REQUEST: Could you reproduce, word for word, the part of the West End Bite thread below from "# West End Bite" up to and including "(Jul 16, 2008)"?

EXCERPT PROVIDED:
··········

# West End Bite



## Basser57 (Nov 23, 2017)

The bite has continued on the west end. A 3 man limit today. Caught fish on several baits, colors and leads.


----------



## rickerd (Jul 16, 2008)

come on, you almost gave us some information there?
I guess you just want a pat on the back. Good catch I guess.

Rickerd


----------



## Basser57 (Nov 23, 2017)

Sorry Rickerd. I was in a hurry. Best was Kahki bandits at 60 and 1.9 mph. Perch bandits worked as well and purple crawler harnesses. Only 2 shorts. 3 miles west of west sister.


----------



## Pressman (Mar 31, 2008)

Basser57 said:


> Sorry Rickerd. I was in a hurry. Best was Kahki bandits at 60 and 1.9 mph. Perch bandits worked as well and purple crawler harnesses. Only 2 shorts. 3 miles west of west sister.


You guys have been tearing them up. Thanks for the updates.


----------



## Steimy (Jun 29, 2008)

"No good dead goes unpunished"


----------



## NWCrappie (Feb 10, 2016)

I've heard bite has been good out past the cans, but I have been doing well in 17-19ft off federal. You may have to fight thru some shorts but in less than two hours wife and I collected our limit plus a bonus perch and probably around 30 shorts and half a dozen drum. I don't mind fighting the shorts when I still get some good ones and the wife can reel in fish after fish.


----------



## DanD (Jan 26, 2009)

NWCrappie said:


> I've heard bite has been good out past the cans, but I have been doing well in 17-19ft off federal. You may have to fight thru some shorts but in less than two hours wife and I collected our limit plus a bonus perch and probably around 30 shorts and half a dozen drum. I don't mind fighting the shorts when I still get some good ones and the wife can reel in fish after fish.
> View attachment 471157





NWCrappie said:


> I've heard bite has been good out past the cans, but I have been doing well in 17-19ft off federal. You may have to fight thru some shorts but in less than two hours wife and I collected our limit plus a bonus perch and probably around 30 shorts and half a dozen drum. I don't mind fighting the shorts when I still get some good ones and the wife can reel in fish after fish.
> View attachment 471157


Where is “federal”? When able, I’ve been near northern can line—A B & C.


----------



## NWCrappie (Feb 10, 2016)

Just east of crane creek


----------



## Basser57 (Nov 23, 2017)

Got 3 tickets again today early. Same deal as yesterday


----------



## jackod (Aug 30, 2017)

··········

PROVIDED INFORMATION:
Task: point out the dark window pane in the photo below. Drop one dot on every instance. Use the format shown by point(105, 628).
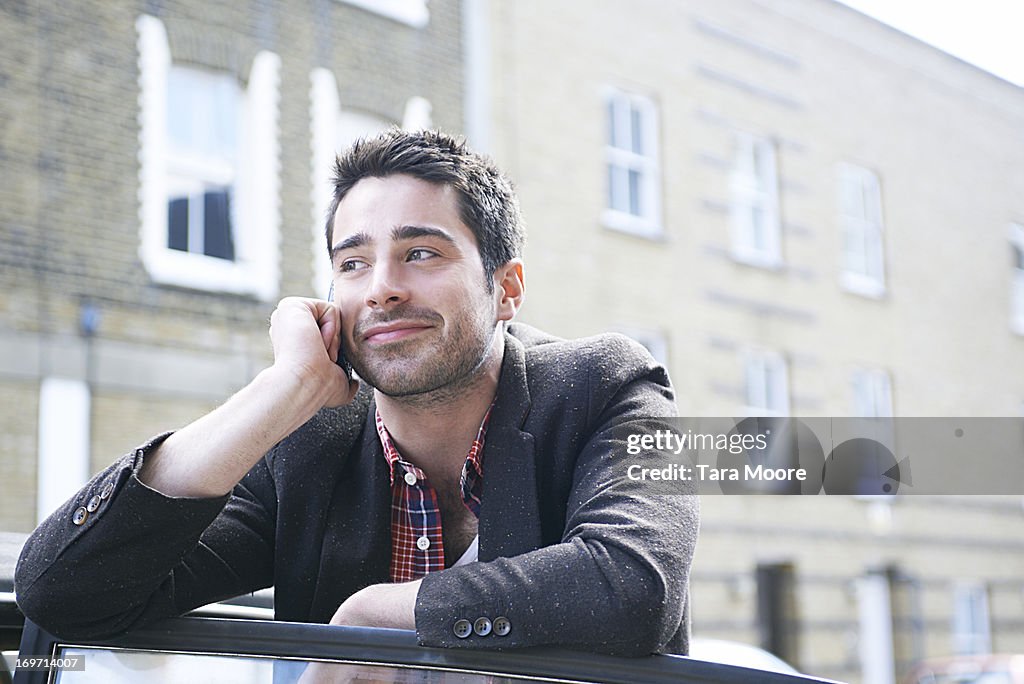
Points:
point(636, 128)
point(635, 193)
point(177, 224)
point(218, 225)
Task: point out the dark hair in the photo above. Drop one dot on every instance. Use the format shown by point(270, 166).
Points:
point(486, 202)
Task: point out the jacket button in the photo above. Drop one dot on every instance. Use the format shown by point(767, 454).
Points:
point(462, 629)
point(81, 515)
point(481, 627)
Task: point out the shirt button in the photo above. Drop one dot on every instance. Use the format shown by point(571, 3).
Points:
point(462, 629)
point(81, 515)
point(481, 627)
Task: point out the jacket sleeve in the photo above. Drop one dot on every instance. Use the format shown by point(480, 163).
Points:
point(119, 554)
point(617, 582)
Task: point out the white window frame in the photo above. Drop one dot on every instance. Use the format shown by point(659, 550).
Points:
point(194, 170)
point(972, 632)
point(754, 187)
point(332, 129)
point(861, 231)
point(256, 202)
point(1016, 236)
point(410, 12)
point(871, 389)
point(620, 108)
point(65, 435)
point(653, 341)
point(766, 383)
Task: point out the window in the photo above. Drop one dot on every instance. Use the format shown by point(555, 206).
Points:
point(203, 117)
point(333, 129)
point(413, 12)
point(209, 167)
point(971, 630)
point(871, 393)
point(1017, 287)
point(631, 155)
point(766, 384)
point(860, 227)
point(754, 210)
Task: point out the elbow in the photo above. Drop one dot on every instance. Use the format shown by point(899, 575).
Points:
point(651, 606)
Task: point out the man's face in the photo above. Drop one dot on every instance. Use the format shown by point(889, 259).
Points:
point(416, 313)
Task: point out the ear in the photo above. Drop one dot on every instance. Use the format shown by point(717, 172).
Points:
point(509, 289)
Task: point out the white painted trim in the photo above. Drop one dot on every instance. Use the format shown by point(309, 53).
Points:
point(647, 163)
point(1015, 233)
point(65, 421)
point(411, 12)
point(417, 116)
point(876, 634)
point(324, 107)
point(256, 269)
point(477, 43)
point(869, 229)
point(763, 360)
point(747, 190)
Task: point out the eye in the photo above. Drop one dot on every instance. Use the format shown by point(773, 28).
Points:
point(419, 254)
point(349, 265)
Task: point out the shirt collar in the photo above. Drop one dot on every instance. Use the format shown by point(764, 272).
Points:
point(474, 459)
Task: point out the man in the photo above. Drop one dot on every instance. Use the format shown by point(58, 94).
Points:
point(471, 496)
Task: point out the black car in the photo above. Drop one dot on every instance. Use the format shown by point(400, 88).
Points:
point(198, 649)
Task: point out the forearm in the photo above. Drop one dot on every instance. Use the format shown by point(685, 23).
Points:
point(211, 456)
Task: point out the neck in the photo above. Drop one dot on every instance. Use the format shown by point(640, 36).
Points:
point(435, 429)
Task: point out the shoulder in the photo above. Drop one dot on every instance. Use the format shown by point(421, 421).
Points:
point(608, 355)
point(595, 369)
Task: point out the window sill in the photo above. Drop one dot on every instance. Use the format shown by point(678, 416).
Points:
point(634, 225)
point(758, 260)
point(198, 271)
point(410, 12)
point(856, 284)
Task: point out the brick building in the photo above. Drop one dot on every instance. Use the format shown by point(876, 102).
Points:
point(803, 212)
point(165, 177)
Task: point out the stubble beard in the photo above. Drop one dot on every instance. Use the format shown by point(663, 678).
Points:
point(430, 371)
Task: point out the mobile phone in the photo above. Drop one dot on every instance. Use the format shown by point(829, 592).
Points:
point(342, 360)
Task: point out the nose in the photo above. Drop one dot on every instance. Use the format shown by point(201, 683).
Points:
point(386, 288)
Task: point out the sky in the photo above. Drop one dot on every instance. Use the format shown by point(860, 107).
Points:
point(988, 34)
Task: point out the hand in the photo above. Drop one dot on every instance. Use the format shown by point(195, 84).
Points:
point(306, 338)
point(390, 605)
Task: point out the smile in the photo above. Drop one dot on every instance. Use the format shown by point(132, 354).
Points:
point(393, 332)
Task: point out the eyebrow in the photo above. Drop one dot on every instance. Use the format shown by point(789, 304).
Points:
point(397, 233)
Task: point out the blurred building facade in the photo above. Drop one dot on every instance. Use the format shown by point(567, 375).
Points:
point(800, 210)
point(166, 171)
point(803, 212)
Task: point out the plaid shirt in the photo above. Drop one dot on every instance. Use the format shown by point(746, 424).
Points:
point(417, 544)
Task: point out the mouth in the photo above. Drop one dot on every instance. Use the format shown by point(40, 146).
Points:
point(393, 332)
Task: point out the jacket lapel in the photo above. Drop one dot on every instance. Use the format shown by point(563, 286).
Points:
point(510, 514)
point(356, 548)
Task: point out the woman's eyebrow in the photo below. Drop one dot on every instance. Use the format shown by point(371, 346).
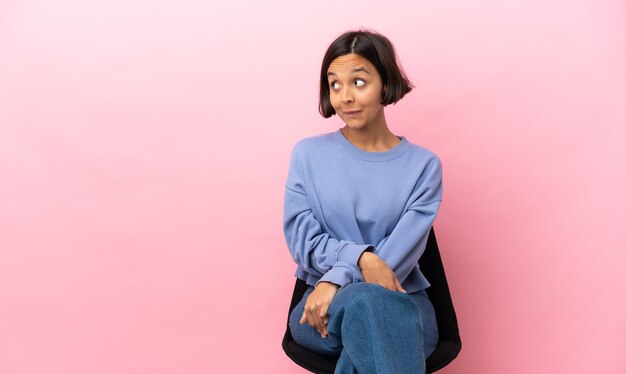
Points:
point(355, 70)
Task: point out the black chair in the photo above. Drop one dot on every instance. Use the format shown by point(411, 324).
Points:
point(448, 346)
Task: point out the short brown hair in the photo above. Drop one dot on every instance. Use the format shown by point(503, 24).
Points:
point(379, 51)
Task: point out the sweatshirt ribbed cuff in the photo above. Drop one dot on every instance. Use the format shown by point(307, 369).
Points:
point(350, 253)
point(341, 274)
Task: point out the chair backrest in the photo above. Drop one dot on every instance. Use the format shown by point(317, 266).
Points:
point(449, 343)
point(439, 294)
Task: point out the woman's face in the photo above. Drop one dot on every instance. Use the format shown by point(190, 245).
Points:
point(355, 91)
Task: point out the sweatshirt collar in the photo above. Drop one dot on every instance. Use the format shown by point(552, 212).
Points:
point(371, 156)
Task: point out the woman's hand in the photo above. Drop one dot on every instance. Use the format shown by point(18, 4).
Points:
point(376, 270)
point(317, 305)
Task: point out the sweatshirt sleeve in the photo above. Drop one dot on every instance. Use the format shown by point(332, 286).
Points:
point(313, 249)
point(404, 246)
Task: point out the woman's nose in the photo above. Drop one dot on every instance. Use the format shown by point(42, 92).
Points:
point(346, 96)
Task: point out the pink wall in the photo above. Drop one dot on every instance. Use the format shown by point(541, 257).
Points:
point(144, 148)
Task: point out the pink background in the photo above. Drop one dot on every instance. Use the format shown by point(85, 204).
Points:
point(144, 148)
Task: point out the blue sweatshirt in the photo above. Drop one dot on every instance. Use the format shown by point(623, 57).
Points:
point(341, 200)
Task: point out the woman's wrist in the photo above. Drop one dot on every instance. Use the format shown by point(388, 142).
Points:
point(364, 259)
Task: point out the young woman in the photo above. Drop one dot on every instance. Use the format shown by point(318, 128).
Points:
point(359, 204)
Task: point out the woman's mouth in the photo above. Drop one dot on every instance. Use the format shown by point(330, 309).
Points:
point(353, 113)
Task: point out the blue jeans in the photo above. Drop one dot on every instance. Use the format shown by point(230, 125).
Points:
point(372, 330)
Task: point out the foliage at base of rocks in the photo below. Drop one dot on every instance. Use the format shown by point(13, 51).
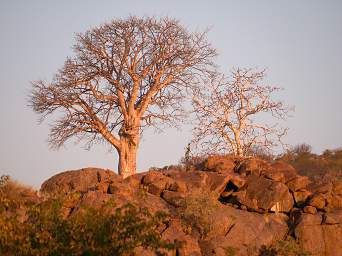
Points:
point(90, 231)
point(197, 212)
point(287, 247)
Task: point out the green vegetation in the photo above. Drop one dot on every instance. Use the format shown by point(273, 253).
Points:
point(41, 229)
point(311, 164)
point(287, 247)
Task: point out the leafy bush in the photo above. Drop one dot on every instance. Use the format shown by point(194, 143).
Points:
point(90, 231)
point(313, 165)
point(197, 212)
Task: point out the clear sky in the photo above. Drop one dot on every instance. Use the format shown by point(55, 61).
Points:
point(299, 42)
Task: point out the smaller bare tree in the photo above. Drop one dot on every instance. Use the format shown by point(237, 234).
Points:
point(226, 111)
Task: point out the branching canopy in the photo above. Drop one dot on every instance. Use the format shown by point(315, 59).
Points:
point(226, 113)
point(126, 75)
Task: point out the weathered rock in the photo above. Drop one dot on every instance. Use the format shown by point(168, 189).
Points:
point(220, 164)
point(265, 195)
point(174, 198)
point(275, 175)
point(286, 169)
point(317, 200)
point(301, 197)
point(334, 217)
point(298, 183)
point(201, 182)
point(319, 240)
point(79, 181)
point(156, 182)
point(244, 230)
point(175, 233)
point(310, 209)
point(254, 166)
point(237, 181)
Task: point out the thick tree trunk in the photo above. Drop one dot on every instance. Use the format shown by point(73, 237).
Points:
point(128, 155)
point(238, 144)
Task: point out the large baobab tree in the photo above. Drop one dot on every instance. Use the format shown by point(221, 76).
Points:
point(126, 75)
point(227, 112)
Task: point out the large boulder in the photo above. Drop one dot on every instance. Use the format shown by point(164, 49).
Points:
point(243, 231)
point(264, 195)
point(318, 237)
point(220, 164)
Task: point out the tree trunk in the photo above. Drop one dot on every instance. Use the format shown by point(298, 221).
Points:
point(238, 144)
point(128, 155)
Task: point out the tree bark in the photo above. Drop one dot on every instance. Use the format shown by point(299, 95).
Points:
point(128, 154)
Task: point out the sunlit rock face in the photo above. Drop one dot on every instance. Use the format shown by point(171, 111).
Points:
point(220, 206)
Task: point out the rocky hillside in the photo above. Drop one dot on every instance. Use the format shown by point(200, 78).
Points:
point(225, 206)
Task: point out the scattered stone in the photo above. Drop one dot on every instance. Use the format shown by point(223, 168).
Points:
point(263, 194)
point(310, 209)
point(298, 183)
point(301, 197)
point(334, 217)
point(317, 200)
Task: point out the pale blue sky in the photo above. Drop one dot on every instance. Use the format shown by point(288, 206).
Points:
point(299, 42)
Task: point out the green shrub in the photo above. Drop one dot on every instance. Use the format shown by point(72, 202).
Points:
point(287, 247)
point(90, 231)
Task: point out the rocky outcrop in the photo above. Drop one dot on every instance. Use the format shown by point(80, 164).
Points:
point(320, 234)
point(80, 181)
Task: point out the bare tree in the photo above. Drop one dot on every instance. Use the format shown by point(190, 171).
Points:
point(126, 75)
point(226, 112)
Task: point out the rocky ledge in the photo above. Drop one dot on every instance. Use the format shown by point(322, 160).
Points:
point(227, 206)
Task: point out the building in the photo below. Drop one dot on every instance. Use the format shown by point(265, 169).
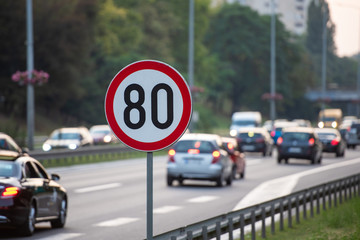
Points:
point(293, 13)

··········

FINAL RESULT:
# West End Bite



## Basser57 (Nov 23, 2017)

The bite has continued on the west end. A 3 man limit today. Caught fish on several baits, colors and leads.


----------



## rickerd (Jul 16, 2008)